** What the exercise asks **
Please copy out all lines of the entries that contain the word "hillside".

══ Exercise data

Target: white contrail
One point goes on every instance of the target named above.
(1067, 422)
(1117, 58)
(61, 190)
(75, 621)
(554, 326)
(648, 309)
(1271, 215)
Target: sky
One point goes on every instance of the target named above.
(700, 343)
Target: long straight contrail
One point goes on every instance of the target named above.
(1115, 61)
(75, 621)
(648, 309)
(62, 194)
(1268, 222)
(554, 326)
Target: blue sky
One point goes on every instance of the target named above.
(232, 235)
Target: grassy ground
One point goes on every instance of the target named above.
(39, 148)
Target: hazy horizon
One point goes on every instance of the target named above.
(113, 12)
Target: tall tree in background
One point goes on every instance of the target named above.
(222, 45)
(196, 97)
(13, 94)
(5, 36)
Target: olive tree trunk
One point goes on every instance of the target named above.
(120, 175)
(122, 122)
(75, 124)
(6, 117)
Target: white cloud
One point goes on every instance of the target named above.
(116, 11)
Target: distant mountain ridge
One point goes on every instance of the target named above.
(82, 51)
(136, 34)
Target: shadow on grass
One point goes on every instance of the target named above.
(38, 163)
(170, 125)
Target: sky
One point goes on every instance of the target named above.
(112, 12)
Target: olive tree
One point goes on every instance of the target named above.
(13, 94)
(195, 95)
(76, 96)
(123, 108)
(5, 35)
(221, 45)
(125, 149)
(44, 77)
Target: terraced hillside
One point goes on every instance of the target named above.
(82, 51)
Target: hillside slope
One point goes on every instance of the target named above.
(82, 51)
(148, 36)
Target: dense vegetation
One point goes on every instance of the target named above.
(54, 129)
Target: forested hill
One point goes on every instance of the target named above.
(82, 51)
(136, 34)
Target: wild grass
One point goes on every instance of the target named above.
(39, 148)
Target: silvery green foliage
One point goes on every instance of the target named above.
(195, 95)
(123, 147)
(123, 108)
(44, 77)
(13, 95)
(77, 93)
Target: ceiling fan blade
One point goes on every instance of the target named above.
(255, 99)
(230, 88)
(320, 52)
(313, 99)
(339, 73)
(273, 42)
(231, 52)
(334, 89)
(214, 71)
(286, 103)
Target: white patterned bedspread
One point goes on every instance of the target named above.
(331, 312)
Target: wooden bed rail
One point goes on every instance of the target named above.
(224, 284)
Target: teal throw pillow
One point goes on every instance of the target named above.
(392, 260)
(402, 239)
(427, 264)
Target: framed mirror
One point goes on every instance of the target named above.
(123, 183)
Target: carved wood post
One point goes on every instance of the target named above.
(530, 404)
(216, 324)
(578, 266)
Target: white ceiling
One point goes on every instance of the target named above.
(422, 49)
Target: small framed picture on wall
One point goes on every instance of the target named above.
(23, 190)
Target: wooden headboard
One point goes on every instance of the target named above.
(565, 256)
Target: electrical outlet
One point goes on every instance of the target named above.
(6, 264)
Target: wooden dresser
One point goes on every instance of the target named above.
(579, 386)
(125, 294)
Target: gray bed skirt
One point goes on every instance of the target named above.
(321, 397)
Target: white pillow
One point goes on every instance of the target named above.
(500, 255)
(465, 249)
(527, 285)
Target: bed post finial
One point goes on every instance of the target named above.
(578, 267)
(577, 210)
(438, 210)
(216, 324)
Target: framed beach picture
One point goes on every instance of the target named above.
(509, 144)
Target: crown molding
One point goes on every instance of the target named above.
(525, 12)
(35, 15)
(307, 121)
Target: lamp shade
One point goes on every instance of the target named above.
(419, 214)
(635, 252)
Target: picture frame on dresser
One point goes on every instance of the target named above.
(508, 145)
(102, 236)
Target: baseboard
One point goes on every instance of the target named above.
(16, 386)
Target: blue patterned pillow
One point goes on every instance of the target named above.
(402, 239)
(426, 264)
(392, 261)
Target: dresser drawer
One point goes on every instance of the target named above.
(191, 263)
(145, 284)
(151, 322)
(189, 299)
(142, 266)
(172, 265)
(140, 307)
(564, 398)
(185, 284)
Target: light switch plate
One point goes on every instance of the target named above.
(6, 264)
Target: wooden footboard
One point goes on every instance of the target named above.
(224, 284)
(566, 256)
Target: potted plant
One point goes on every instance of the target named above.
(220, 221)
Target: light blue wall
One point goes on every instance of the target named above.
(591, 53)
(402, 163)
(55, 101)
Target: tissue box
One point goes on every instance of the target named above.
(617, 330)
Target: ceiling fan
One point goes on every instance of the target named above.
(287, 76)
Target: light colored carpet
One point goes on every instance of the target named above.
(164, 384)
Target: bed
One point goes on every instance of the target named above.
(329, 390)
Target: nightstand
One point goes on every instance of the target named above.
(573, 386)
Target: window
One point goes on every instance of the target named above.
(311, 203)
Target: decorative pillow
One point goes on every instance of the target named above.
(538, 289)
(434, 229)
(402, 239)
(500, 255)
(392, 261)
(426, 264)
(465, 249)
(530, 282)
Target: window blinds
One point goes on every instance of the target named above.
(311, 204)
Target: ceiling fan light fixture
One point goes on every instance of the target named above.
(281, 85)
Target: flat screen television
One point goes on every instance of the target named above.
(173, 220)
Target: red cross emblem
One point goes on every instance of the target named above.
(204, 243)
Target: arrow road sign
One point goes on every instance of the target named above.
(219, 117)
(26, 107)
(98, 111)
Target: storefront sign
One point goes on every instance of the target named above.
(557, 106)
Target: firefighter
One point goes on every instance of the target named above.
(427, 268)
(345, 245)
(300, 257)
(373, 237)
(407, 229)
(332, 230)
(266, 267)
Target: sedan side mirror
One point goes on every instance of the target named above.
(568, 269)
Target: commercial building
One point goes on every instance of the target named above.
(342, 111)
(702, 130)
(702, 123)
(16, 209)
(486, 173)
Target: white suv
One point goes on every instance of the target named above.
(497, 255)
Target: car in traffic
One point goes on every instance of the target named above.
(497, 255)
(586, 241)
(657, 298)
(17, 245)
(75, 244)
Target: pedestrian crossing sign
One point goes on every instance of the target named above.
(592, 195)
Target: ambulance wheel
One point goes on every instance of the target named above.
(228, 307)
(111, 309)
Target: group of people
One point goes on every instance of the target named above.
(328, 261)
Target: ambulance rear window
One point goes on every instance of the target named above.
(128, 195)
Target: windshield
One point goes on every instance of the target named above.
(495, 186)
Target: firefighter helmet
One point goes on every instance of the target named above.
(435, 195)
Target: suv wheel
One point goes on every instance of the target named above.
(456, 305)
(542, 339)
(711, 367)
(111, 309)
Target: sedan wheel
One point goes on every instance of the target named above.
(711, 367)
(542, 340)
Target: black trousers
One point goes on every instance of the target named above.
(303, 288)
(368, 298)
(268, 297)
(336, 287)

════

** Solution to the problem **
Target: terraced hillside
Target: hillside slope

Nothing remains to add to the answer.